◆ Work to be completed ◆
Repeat the data in full. No line may differ from the original.

Natural language region descriptions

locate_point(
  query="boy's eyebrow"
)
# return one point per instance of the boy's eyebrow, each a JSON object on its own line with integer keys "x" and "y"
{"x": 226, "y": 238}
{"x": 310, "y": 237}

◆ Response ◆
locate_point(
  query="boy's eyebrow"
)
# return one point per instance of the boy's eyebrow, each a JSON object on its own line with integer keys "x" and "y"
{"x": 226, "y": 238}
{"x": 310, "y": 237}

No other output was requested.